### [WRITTEN PROBLEM]
Format every line of the data below as a JSON list of strings, one string per line, leaving out blank lines.

··· RAW RECORDS ···

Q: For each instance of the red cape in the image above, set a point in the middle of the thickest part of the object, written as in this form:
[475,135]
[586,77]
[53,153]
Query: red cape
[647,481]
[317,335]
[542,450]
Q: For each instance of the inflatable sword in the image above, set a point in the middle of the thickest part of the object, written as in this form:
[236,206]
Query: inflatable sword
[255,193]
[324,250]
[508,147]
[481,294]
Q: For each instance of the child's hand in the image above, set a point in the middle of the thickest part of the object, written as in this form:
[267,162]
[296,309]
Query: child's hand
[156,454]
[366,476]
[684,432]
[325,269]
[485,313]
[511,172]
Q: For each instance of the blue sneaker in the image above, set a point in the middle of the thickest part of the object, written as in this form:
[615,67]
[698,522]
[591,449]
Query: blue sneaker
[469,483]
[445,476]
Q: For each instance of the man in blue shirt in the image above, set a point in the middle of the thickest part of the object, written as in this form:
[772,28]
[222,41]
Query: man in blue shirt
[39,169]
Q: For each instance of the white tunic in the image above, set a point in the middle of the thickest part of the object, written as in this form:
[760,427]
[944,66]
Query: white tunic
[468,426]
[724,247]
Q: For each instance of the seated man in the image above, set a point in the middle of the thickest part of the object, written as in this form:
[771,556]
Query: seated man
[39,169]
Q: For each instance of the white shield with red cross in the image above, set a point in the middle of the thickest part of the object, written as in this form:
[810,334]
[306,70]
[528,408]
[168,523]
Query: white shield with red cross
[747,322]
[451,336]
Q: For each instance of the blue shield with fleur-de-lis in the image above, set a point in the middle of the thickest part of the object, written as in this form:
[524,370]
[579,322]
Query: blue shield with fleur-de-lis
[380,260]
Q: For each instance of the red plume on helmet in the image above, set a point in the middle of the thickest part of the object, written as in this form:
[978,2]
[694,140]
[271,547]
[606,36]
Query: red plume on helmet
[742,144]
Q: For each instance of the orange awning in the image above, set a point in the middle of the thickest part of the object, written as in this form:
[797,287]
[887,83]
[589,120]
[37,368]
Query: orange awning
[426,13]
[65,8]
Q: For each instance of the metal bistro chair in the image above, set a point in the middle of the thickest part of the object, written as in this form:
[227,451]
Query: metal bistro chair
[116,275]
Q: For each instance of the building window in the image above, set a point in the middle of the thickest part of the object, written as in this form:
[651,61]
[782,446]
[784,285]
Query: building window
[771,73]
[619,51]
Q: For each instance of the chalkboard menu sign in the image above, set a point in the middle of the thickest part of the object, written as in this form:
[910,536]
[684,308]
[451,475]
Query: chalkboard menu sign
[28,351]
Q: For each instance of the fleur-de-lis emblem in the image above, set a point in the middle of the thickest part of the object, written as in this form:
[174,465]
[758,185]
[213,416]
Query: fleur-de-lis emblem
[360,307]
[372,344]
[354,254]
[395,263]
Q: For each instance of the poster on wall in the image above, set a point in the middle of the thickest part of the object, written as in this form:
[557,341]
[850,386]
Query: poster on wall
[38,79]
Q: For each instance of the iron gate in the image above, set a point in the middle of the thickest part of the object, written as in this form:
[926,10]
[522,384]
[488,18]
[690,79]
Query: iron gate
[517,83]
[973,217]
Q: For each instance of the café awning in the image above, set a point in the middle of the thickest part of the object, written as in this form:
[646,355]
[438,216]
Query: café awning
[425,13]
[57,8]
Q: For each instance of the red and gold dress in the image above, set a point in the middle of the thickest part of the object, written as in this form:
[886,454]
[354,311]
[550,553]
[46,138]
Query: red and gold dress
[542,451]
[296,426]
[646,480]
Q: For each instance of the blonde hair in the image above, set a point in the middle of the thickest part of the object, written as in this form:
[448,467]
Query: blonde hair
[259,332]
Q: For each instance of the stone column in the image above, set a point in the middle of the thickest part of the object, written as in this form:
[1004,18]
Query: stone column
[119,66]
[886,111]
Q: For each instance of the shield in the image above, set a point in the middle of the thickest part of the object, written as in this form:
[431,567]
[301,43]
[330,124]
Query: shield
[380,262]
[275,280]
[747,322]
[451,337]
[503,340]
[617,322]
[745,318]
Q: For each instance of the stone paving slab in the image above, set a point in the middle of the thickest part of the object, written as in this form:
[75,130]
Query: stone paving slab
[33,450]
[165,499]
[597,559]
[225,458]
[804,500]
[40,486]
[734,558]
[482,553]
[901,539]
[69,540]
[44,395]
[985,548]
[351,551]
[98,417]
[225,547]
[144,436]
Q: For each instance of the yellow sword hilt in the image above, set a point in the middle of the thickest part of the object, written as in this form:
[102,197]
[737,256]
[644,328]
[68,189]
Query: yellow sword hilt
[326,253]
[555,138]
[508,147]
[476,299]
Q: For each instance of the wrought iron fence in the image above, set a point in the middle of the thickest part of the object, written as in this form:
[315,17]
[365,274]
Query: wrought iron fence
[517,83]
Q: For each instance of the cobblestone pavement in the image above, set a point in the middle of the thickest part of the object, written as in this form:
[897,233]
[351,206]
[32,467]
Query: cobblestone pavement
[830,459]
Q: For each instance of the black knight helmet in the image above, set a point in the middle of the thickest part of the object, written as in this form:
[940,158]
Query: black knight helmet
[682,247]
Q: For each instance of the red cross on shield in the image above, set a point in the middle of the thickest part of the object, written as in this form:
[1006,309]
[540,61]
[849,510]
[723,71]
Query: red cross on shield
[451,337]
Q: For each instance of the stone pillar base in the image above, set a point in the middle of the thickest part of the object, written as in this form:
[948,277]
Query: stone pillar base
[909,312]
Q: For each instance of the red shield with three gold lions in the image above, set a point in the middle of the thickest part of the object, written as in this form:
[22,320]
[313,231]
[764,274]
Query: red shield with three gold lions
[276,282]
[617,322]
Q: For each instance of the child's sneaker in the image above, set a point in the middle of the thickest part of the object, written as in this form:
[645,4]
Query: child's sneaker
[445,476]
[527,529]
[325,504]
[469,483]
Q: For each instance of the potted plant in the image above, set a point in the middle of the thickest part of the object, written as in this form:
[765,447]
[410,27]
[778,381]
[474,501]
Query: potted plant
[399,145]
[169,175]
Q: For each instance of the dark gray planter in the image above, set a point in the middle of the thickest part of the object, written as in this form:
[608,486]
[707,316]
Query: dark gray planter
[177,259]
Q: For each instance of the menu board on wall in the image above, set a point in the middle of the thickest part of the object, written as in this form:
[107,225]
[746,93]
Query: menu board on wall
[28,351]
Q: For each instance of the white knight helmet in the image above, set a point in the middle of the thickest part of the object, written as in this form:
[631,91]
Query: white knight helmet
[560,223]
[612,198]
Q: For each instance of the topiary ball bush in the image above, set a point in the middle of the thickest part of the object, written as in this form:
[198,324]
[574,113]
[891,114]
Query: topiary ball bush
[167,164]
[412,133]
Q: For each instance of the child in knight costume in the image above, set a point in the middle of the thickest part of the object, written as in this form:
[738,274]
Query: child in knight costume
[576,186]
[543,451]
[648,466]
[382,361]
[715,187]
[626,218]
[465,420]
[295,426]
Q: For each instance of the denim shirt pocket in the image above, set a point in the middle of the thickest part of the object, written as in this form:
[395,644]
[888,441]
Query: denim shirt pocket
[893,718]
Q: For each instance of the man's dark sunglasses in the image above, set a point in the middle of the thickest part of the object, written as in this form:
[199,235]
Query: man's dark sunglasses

···

### [THE RESPONSE]
[
  "Q: For each instance of the red cape in the image above, set a point in the middle of the thickest part of the object, written as in this form:",
  "[475,135]",
  "[586,77]",
  "[53,153]",
  "Query: red cape",
  "[647,481]",
  "[317,335]",
  "[542,450]",
  "Q: For each instance of the inflatable sword in the image above, set a point in the middle of the thickest part of the object, written as in this form:",
  "[236,206]",
  "Query: inflatable sword",
  "[255,193]",
  "[324,250]",
  "[508,147]",
  "[481,294]",
  "Q: For each instance of the child's hand in the image above, set a point in the middle of the thickest part of the object, written as in this form:",
  "[267,162]",
  "[296,309]",
  "Query: child's hand",
  "[156,454]",
  "[366,476]",
  "[684,432]",
  "[325,269]",
  "[485,313]",
  "[511,172]",
  "Q: For each instance of the blue sneaker in the image above, set a point in the middle of the thickest part of the object, written as in this form:",
  "[615,67]",
  "[698,522]",
  "[591,449]",
  "Query: blue sneaker",
  "[469,483]",
  "[445,476]",
  "Q: For each instance of the man in blue shirt in the image above, set a point in the middle of the thickest part of the object, written as in this form:",
  "[772,28]",
  "[222,41]",
  "Query: man in blue shirt",
  "[39,169]",
  "Q: For each instance of the white tunic in the image above, set a point in the middle of the thickest part of the object, written as in this form:",
  "[760,427]",
  "[944,66]",
  "Query: white tunic",
  "[468,426]",
  "[724,247]",
  "Q: For each instance of the seated man in the image above, set a point in the middle of the thickest part of the object, written as in this form:",
  "[771,556]",
  "Query: seated man",
  "[39,169]",
  "Q: For each instance of the white shield with red cross in the image above, set a point in the middle of the thickest part of the object, written as in this form:",
  "[810,334]",
  "[306,70]",
  "[528,408]",
  "[168,523]",
  "Query: white shield with red cross",
  "[747,322]",
  "[451,336]",
  "Q: For each instance of the blue shield with fleur-de-lis in the image above, set a point in the middle of the thickest part of the object, written as in this form:",
  "[524,370]",
  "[579,322]",
  "Query: blue shield with fleur-de-lis",
  "[380,260]",
  "Q: For each instance of the red plume on helmet in the image above, set a point in the middle of the thickest part of the object, written as in this form:",
  "[978,2]",
  "[694,140]",
  "[271,547]",
  "[606,36]",
  "Query: red plume on helmet",
  "[742,144]",
  "Q: For each instance of the orange awning in the image above, set a point in the middle of the thickest part of the object, written as in this form:",
  "[797,287]",
  "[887,83]",
  "[589,120]",
  "[37,368]",
  "Query: orange awning",
  "[426,13]",
  "[65,8]",
  "Q: For each instance of the metal bistro chair in the image above, set a point in the middle of the thickest part of the object, written as in this form:",
  "[227,451]",
  "Query: metal bistro chair",
  "[116,275]",
  "Q: For each instance of the building window in the image above, set a point in the middle of the thickest part of the object, written as in this form:",
  "[651,61]",
  "[782,446]",
  "[784,285]",
  "Query: building window",
  "[771,73]",
  "[619,51]",
  "Q: For each instance of the chalkboard menu sign in the image above, set a point in the middle of the thickest part of the object, written as in this form:",
  "[910,536]",
  "[684,308]",
  "[451,475]",
  "Query: chalkboard menu sign",
  "[28,351]",
  "Q: For each instance of the fleur-de-lis emblem in the image above, set a point in the middle of the thickest part of the object, written as in this form:",
  "[174,465]",
  "[758,185]",
  "[213,416]",
  "Query: fleur-de-lis emblem",
  "[360,307]",
  "[372,344]",
  "[354,254]",
  "[395,263]",
  "Q: For each instance of the poster on wall in the image above, set a point in the middle of the thickest part of the object, written as in this form:",
  "[557,341]",
  "[850,386]",
  "Query: poster on wall",
  "[38,79]",
  "Q: For each instance of the iron gate in the image above, set a point in the middle of the thickest part of the object, written as in this form:",
  "[926,10]",
  "[522,384]",
  "[488,18]",
  "[690,79]",
  "Query: iron gate",
  "[517,83]",
  "[973,217]",
  "Q: For each instance of the café awning in the image above, set a point in the middle of the thickest part of the object, written as in this form:",
  "[646,355]",
  "[438,216]",
  "Query: café awning",
  "[425,13]",
  "[57,8]",
  "Q: For each instance of the red and gold dress in the image above, set a point in the middle of the thickest part of the object, written as in this form:",
  "[886,454]",
  "[354,311]",
  "[550,553]",
  "[46,138]",
  "Query: red and gold dress",
  "[542,451]",
  "[296,426]",
  "[646,480]",
  "Q: For each instance of the blonde hair in the image above, set a point in the middle of the thickest part of the object, written as in this form:",
  "[448,467]",
  "Query: blonde hair",
  "[259,332]",
  "Q: For each instance of the stone column in the image above, set a point in the middle of the thickest part of the object, written as in this form:",
  "[1004,18]",
  "Query: stone column",
  "[119,66]",
  "[886,111]",
  "Q: For each instance of the shield in the image above, set a point in the middle of the thickest part of the object, written as in this form:",
  "[431,567]",
  "[301,43]",
  "[330,124]",
  "Query: shield",
  "[380,262]",
  "[275,280]",
  "[747,322]",
  "[451,337]",
  "[503,340]",
  "[617,322]",
  "[745,318]",
  "Q: For each instance of the stone paving slab in the image above, set a point in the middle of the thickest part of the object, written as in this form:",
  "[75,130]",
  "Query: stone paving slab",
  "[33,450]",
  "[165,499]",
  "[597,559]",
  "[225,458]",
  "[804,500]",
  "[40,486]",
  "[734,558]",
  "[482,553]",
  "[901,539]",
  "[69,540]",
  "[44,395]",
  "[985,548]",
  "[351,551]",
  "[98,417]",
  "[225,547]",
  "[144,436]",
  "Q: For each instance of the yellow sword hilt in the image above, set a point in the middle of the thickest part of the object, written as in this form:",
  "[102,197]",
  "[737,256]",
  "[644,328]",
  "[68,189]",
  "Query: yellow sword hilt",
  "[326,253]",
  "[555,138]",
  "[508,147]",
  "[476,299]",
  "Q: For each instance of the wrought iron fence in the image above, set a point in the middle of the thickest part of the object, written as in this form:",
  "[315,17]",
  "[365,274]",
  "Query: wrought iron fence",
  "[517,83]",
  "Q: For each instance of the cobblestone pavement in the image above, set a point in the middle of the thickest part of the object, written as in this form:",
  "[897,233]",
  "[351,206]",
  "[32,467]",
  "Query: cobblestone pavement",
  "[830,459]",
  "Q: For each instance of the black knight helmet in the image above, set a point in the middle of the thickest part of the object, written as in this form:",
  "[940,158]",
  "Query: black knight helmet",
  "[682,247]",
  "Q: For each instance of the red cross on shield in the image above, set a point in the middle of the thickest part of the object, written as in this form:",
  "[1006,309]",
  "[540,61]",
  "[849,510]",
  "[723,71]",
  "Query: red cross on shield",
  "[451,337]",
  "Q: For each instance of the stone pillar base in the image above, set a point in the middle of the thickest part of the object, written as in this form:",
  "[948,277]",
  "Query: stone pillar base",
  "[909,312]",
  "Q: For each instance of the red shield with three gold lions in the image above, set a point in the middle of the thickest part of the object, written as in this form:",
  "[22,320]",
  "[313,231]",
  "[764,274]",
  "Query: red shield with three gold lions",
  "[276,282]",
  "[617,322]",
  "Q: For each instance of the child's sneaker in the image above, set a point in the middle of the thickest part of the object, written as in this form:",
  "[645,4]",
  "Query: child's sneaker",
  "[445,476]",
  "[527,529]",
  "[325,504]",
  "[469,483]",
  "Q: For each instance of the potted plant in the image above, set a point in the middle of the thickest part of the object, written as in this form:",
  "[765,447]",
  "[410,27]",
  "[778,381]",
  "[474,501]",
  "Query: potted plant",
  "[399,145]",
  "[169,175]",
  "Q: For each instance of the dark gray planter in the image above, set a point in the middle of the thickest part of the object, written as in this form:",
  "[608,486]",
  "[707,316]",
  "Query: dark gray planter",
  "[177,259]",
  "Q: For each instance of the menu board on wall in the image above, set a point in the middle of the thickest part of the object, written as in this form:",
  "[107,225]",
  "[746,93]",
  "Query: menu board on wall",
  "[28,351]",
  "Q: For each instance of the white knight helmet in the image above, set a point in the middle of the thickest part of the object, written as in this form:",
  "[631,91]",
  "Query: white knight helmet",
  "[560,223]",
  "[612,198]",
  "Q: For each instance of the topiary ball bush in the image above, set a point in the middle of the thickest part of the object, written as in this form:",
  "[198,324]",
  "[574,113]",
  "[891,114]",
  "Query: topiary ball bush",
  "[167,164]",
  "[412,133]",
  "Q: For each instance of the child in knight costume in the image above, set a point in the middle of the thickest part of the object, written as in this form:",
  "[738,274]",
  "Query: child in knight costume",
  "[576,186]",
  "[543,451]",
  "[648,466]",
  "[382,361]",
  "[715,187]",
  "[626,218]",
  "[465,420]",
  "[295,426]",
  "Q: For each instance of the denim shirt pocket in the image above, set a point in the middle of the thickest part of the object, written as in this form:",
  "[395,644]",
  "[888,441]",
  "Query: denim shirt pocket",
  "[893,718]",
  "Q: For each instance of the man's dark sunglasses in the image above, set a point in the middle of the thickest part of the object, written as in this form:",
  "[199,235]",
  "Query: man's dark sunglasses"
]